begin Dataset entries
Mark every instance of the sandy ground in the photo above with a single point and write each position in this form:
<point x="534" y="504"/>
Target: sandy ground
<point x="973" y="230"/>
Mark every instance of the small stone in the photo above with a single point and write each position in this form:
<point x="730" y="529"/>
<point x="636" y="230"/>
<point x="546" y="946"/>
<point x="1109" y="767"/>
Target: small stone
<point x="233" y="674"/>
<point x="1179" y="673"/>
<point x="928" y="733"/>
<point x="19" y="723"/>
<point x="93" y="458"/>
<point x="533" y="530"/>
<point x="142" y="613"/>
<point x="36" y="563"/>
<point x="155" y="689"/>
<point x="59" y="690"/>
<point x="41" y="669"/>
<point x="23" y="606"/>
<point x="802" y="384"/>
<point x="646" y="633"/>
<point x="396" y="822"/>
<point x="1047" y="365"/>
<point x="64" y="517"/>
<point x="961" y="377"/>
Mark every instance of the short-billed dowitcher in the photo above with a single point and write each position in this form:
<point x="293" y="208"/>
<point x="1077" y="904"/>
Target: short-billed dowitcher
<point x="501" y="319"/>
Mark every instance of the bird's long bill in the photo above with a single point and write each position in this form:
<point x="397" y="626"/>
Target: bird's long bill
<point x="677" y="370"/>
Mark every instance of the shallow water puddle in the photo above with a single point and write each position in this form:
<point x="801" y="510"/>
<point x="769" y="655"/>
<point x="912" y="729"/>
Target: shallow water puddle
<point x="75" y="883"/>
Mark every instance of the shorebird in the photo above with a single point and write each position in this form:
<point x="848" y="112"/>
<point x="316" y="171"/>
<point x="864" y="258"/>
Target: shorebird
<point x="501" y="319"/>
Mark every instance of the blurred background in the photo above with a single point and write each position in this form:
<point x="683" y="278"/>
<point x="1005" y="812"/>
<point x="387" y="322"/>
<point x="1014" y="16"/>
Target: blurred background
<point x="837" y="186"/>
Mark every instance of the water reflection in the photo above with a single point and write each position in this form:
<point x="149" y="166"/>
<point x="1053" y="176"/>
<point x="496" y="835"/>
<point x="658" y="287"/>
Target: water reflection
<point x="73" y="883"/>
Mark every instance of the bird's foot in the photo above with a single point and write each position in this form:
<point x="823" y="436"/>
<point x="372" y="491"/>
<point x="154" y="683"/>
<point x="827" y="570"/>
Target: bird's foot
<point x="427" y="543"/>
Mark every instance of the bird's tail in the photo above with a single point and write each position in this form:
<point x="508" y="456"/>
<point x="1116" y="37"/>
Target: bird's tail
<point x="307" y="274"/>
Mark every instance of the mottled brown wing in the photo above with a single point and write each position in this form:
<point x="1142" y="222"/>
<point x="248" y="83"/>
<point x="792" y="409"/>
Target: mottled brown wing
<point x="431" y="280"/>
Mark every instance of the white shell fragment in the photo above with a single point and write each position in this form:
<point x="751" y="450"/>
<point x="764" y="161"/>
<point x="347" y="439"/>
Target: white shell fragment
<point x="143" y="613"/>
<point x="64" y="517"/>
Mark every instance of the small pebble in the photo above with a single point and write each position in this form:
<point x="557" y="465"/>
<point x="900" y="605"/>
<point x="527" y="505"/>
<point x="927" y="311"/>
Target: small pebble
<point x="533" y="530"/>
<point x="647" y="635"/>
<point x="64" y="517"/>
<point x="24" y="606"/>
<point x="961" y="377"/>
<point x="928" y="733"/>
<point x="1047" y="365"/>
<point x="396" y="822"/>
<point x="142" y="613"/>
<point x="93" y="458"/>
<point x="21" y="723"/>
end Dataset entries
**Objective:** Transcribe every line of the data, exactly as it stands.

**Exercise answer:**
Mark every instance of the sandy ground in the photo above with a single point and write each position in this form:
<point x="534" y="504"/>
Target: sandy ground
<point x="973" y="230"/>
Mark every instance of the small stone in the photo above with a single point and write each position in this form:
<point x="730" y="529"/>
<point x="636" y="230"/>
<point x="546" y="946"/>
<point x="1109" y="767"/>
Target: small stone
<point x="233" y="674"/>
<point x="1179" y="673"/>
<point x="928" y="733"/>
<point x="19" y="723"/>
<point x="93" y="458"/>
<point x="533" y="530"/>
<point x="142" y="613"/>
<point x="36" y="563"/>
<point x="155" y="689"/>
<point x="59" y="690"/>
<point x="41" y="669"/>
<point x="23" y="606"/>
<point x="802" y="384"/>
<point x="646" y="633"/>
<point x="396" y="822"/>
<point x="1047" y="365"/>
<point x="64" y="517"/>
<point x="961" y="377"/>
Mark every instance of the short-billed dowitcher in the photo above with a single point and write each position in this form:
<point x="293" y="208"/>
<point x="1077" y="904"/>
Target: short-billed dowitcher
<point x="501" y="319"/>
Mark every instance of the bird's long bill in the photo above with a single point and write each position in this form:
<point x="397" y="626"/>
Target: bird's long bill
<point x="677" y="370"/>
Mark every instance of the shallow water puddle in the photo above with a single point and write each position in this form:
<point x="801" y="510"/>
<point x="769" y="655"/>
<point x="912" y="729"/>
Target: shallow water puddle
<point x="75" y="883"/>
Mark every instance of the shorebird in the photo above with a single point and write each position in this form:
<point x="848" y="112"/>
<point x="316" y="171"/>
<point x="864" y="258"/>
Target: shorebird
<point x="501" y="319"/>
Mark every instance of the blurred background in the photo above with a single point and write each position in this form:
<point x="683" y="278"/>
<point x="1005" y="812"/>
<point x="387" y="322"/>
<point x="1014" y="16"/>
Target: blurred background
<point x="837" y="186"/>
Mark every instance of the water reflection in the photo above with a single point and write each position in this form:
<point x="149" y="166"/>
<point x="1053" y="176"/>
<point x="496" y="835"/>
<point x="658" y="287"/>
Target: water reflection
<point x="73" y="883"/>
Mark every instance of the bird's foot in the photo above with a single point and write each position in this form:
<point x="823" y="436"/>
<point x="372" y="491"/>
<point x="154" y="683"/>
<point x="827" y="570"/>
Target: bird's foot
<point x="427" y="543"/>
Mark every instance of the bird's tail in the photo above with a single point and write each position in this form:
<point x="508" y="456"/>
<point x="1116" y="37"/>
Target: bird's tail
<point x="307" y="274"/>
Mark every instance of the mottled brown wing in the photo above with a single point and write each position in this form:
<point x="1142" y="222"/>
<point x="248" y="83"/>
<point x="792" y="409"/>
Target: mottled brown wing
<point x="431" y="280"/>
Mark every instance of the white shell fragment in the photo above with a single point and write each position in this form:
<point x="751" y="450"/>
<point x="764" y="161"/>
<point x="347" y="439"/>
Target: white shell fragment
<point x="143" y="613"/>
<point x="64" y="517"/>
Mark every instance of the small pebble in the photo above with a single point and write each position in this form:
<point x="557" y="465"/>
<point x="900" y="605"/>
<point x="527" y="505"/>
<point x="927" y="311"/>
Target: small pebble
<point x="533" y="530"/>
<point x="647" y="635"/>
<point x="64" y="517"/>
<point x="24" y="606"/>
<point x="961" y="377"/>
<point x="928" y="733"/>
<point x="1047" y="365"/>
<point x="396" y="822"/>
<point x="142" y="613"/>
<point x="93" y="458"/>
<point x="21" y="723"/>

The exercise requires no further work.